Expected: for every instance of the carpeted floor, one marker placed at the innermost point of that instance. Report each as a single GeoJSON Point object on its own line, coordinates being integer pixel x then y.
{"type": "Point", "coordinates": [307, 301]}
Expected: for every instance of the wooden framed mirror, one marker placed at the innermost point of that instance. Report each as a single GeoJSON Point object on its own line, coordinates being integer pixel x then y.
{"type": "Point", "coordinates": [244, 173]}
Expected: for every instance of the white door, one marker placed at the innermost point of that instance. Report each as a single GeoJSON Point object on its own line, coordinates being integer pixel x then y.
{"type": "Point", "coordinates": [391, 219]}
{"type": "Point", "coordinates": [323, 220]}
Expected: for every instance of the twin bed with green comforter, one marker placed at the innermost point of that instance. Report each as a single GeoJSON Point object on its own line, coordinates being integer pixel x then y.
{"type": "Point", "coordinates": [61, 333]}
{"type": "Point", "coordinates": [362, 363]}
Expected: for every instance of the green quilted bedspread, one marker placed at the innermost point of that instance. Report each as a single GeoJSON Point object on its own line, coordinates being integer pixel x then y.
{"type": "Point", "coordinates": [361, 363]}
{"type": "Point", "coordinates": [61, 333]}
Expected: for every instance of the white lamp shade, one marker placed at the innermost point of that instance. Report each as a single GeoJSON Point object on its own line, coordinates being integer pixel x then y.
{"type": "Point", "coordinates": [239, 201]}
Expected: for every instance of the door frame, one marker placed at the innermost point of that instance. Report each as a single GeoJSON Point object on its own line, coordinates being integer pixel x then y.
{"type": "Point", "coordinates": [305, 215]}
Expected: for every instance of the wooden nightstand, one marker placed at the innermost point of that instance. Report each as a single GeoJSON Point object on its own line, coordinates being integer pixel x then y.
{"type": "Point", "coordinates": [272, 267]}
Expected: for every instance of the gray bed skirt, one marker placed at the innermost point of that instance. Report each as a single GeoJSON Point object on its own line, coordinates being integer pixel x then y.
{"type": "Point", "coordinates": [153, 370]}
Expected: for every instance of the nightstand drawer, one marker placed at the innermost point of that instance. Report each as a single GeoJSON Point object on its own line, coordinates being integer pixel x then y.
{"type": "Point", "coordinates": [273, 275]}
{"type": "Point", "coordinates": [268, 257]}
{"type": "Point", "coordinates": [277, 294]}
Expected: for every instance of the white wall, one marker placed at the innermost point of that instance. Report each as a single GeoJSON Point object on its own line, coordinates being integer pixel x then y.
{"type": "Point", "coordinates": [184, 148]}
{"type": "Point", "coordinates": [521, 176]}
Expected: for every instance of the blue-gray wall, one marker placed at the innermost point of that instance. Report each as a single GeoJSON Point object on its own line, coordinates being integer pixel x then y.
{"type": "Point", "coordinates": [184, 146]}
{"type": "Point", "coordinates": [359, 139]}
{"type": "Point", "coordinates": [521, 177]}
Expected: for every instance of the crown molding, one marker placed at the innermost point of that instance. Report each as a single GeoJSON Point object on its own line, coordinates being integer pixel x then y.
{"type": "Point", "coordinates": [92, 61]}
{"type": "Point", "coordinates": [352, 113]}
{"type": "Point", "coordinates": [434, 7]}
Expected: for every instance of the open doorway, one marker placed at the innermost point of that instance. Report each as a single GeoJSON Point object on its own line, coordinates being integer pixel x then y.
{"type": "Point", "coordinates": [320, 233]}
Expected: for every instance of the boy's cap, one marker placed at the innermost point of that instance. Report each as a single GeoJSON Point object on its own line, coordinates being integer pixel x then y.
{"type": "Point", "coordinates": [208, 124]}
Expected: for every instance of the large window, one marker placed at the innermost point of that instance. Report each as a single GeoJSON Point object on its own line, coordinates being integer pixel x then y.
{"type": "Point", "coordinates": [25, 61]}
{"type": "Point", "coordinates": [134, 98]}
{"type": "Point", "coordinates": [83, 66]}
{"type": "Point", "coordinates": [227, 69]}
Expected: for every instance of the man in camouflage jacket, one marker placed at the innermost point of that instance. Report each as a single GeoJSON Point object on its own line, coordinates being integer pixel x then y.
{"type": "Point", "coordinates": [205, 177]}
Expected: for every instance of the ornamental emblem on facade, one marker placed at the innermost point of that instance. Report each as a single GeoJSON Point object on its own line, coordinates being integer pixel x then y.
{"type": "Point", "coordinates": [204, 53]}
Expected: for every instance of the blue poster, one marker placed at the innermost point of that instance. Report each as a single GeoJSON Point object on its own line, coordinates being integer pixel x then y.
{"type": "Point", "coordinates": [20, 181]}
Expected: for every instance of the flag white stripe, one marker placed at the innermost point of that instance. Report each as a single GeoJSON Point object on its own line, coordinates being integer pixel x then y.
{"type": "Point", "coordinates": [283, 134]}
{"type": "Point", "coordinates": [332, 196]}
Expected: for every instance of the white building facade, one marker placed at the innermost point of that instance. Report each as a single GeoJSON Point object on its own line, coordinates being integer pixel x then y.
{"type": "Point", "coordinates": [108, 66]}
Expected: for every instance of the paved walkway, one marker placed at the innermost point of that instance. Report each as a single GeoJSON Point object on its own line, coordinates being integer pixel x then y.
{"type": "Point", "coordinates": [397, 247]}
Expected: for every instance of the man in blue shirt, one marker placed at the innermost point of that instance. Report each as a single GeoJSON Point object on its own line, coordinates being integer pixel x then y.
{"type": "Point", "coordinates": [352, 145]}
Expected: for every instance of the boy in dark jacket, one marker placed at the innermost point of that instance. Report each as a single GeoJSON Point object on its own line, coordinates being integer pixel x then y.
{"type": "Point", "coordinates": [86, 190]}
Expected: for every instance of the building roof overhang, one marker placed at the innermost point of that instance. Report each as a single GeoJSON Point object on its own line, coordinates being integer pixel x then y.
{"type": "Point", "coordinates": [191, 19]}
━━━━━━━━
INSTRUCTIONS TO FOLLOW - Transcribe the material in full, exactly as it is given.

EXERCISE OUTPUT -
Expected: for every instance of the carpeted floor, one marker placed at the innermost point of that instance. Report each as a single GeoJSON Point object on its own line, coordinates being integer pixel x then y.
{"type": "Point", "coordinates": [307, 301]}
Expected: for every instance of the wooden framed mirror, one marker placed at the innermost point of that instance. Report each as a single GeoJSON Point object on its own line, coordinates being integer pixel x then y.
{"type": "Point", "coordinates": [244, 173]}
Expected: for every instance of the white door, one marker placed at the innermost point of that instance. Report each as a single GeoJSON Point object on its own line, coordinates being integer pixel x then y.
{"type": "Point", "coordinates": [391, 219]}
{"type": "Point", "coordinates": [323, 220]}
Expected: for every instance of the twin bed with green comforter, one marker placed at the innermost point of that instance. Report each as a single GeoJSON Point object on its own line, coordinates being integer pixel x then y.
{"type": "Point", "coordinates": [61, 333]}
{"type": "Point", "coordinates": [362, 363]}
Expected: for every instance of the green quilted bedspread, one marker placed at the innermost point of that instance. Report each as a single GeoJSON Point object on its own line, coordinates being integer pixel x then y.
{"type": "Point", "coordinates": [361, 363]}
{"type": "Point", "coordinates": [61, 333]}
Expected: for every instance of the white lamp shade, one marker placed at the innermost point of that instance. Report each as a single GeoJSON Point object on its own line, coordinates being integer pixel x then y.
{"type": "Point", "coordinates": [239, 201]}
Expected: for every instance of the door frame, one marker placed at the innermost point of that instance. Report each as a single GeoJSON Point object on its own line, coordinates being integer pixel x then y.
{"type": "Point", "coordinates": [305, 215]}
Expected: for every instance of the wooden nightstand, one marker placed at the innermost point of that instance. Report each as a single GeoJSON Point object on its own line, coordinates being integer pixel x then y.
{"type": "Point", "coordinates": [272, 267]}
Expected: for every instance of the gray bed skirt, one marker placed at the innermost point of that instance. Report each as a single GeoJSON Point object on its own line, coordinates being integer pixel x then y.
{"type": "Point", "coordinates": [153, 370]}
Expected: for every instance of the nightstand drawer, one marker placed at the innermost point of that instance. Report each as a single GeoJSON Point object on its own line, coordinates being integer pixel x then y.
{"type": "Point", "coordinates": [273, 275]}
{"type": "Point", "coordinates": [268, 257]}
{"type": "Point", "coordinates": [277, 294]}
Expected: for every instance of the white wall, one marker placed at the innermost point of that instance. Report each as a single GeoJSON Point object on its own line, coordinates being integer pixel x then y.
{"type": "Point", "coordinates": [184, 148]}
{"type": "Point", "coordinates": [521, 176]}
Expected: for every instance of the blue-gray wall, one marker placed at the innermost point of that instance. Report each as a single GeoJSON Point object on its own line, coordinates being integer pixel x then y.
{"type": "Point", "coordinates": [184, 146]}
{"type": "Point", "coordinates": [359, 139]}
{"type": "Point", "coordinates": [521, 177]}
Expected: for every instance of the crown molding, one marker placed at the innermost point of that instance. Report each as a single GeoJSON Point object on its own line, coordinates being integer pixel x then y.
{"type": "Point", "coordinates": [92, 61]}
{"type": "Point", "coordinates": [352, 113]}
{"type": "Point", "coordinates": [434, 7]}
Expected: for every instance of the open doorway, one marker placed at the innermost point of that instance. Report each as a single GeoJSON Point object on its own line, coordinates being integer pixel x then y.
{"type": "Point", "coordinates": [320, 233]}
Expected: for every instance of the boy's cap, one marker placed at the innermost point of that instance. Report each as a single GeoJSON Point object on its own line, coordinates being integer pixel x then y.
{"type": "Point", "coordinates": [208, 124]}
Expected: for every instance of the large window, one marker placed at the innermost point of that instance. Report each as a single GeoJSON Point object on its own line, coordinates being integer pixel x then y.
{"type": "Point", "coordinates": [25, 61]}
{"type": "Point", "coordinates": [134, 98]}
{"type": "Point", "coordinates": [83, 66]}
{"type": "Point", "coordinates": [227, 69]}
Expected: for every instance of the man in camouflage jacket, one marker placed at the innermost point of that instance. Report each as a single GeoJSON Point object on its own line, coordinates being integer pixel x then y.
{"type": "Point", "coordinates": [205, 177]}
Expected: for every instance of the ornamental emblem on facade, one marker placed at the innermost point of that instance. Report each as a single GeoJSON Point object on its own line, coordinates being integer pixel x then y.
{"type": "Point", "coordinates": [204, 53]}
Expected: for every instance of the blue poster, one marker placed at the innermost point of that instance. Report each as a single GeoJSON Point object on its own line, coordinates being integer pixel x then y.
{"type": "Point", "coordinates": [20, 181]}
Expected: for every instance of the flag white stripe, one marker placed at the innermost point of that instance. Report each as a single GeoJSON Point object on its own line, coordinates being integer pixel x then y.
{"type": "Point", "coordinates": [283, 134]}
{"type": "Point", "coordinates": [332, 196]}
Expected: for every instance of the white building facade, one marker placed at the innermost point of that instance. Report each as a single GeoJSON Point object on its own line, coordinates being integer pixel x then y.
{"type": "Point", "coordinates": [108, 66]}
Expected: for every instance of the paved walkway, one marker placed at the innermost point of that instance. Report each as a single GeoJSON Point object on its own line, coordinates being integer pixel x then y.
{"type": "Point", "coordinates": [397, 247]}
Expected: for every instance of the man in blue shirt, one marker placed at the innermost point of that instance. Report each as a single GeoJSON Point object on its own line, coordinates being integer pixel x then y.
{"type": "Point", "coordinates": [352, 145]}
Expected: for every instance of the boy in dark jacket, one marker placed at the innermost point of that instance. Report each as a single GeoJSON Point object on its own line, coordinates being integer pixel x then y.
{"type": "Point", "coordinates": [86, 190]}
Expected: for every instance of the building roof overhang, one marker placed at the innermost point of that instance. Report each as a single GeoJSON Point object on its own line, coordinates being integer pixel x then y.
{"type": "Point", "coordinates": [191, 19]}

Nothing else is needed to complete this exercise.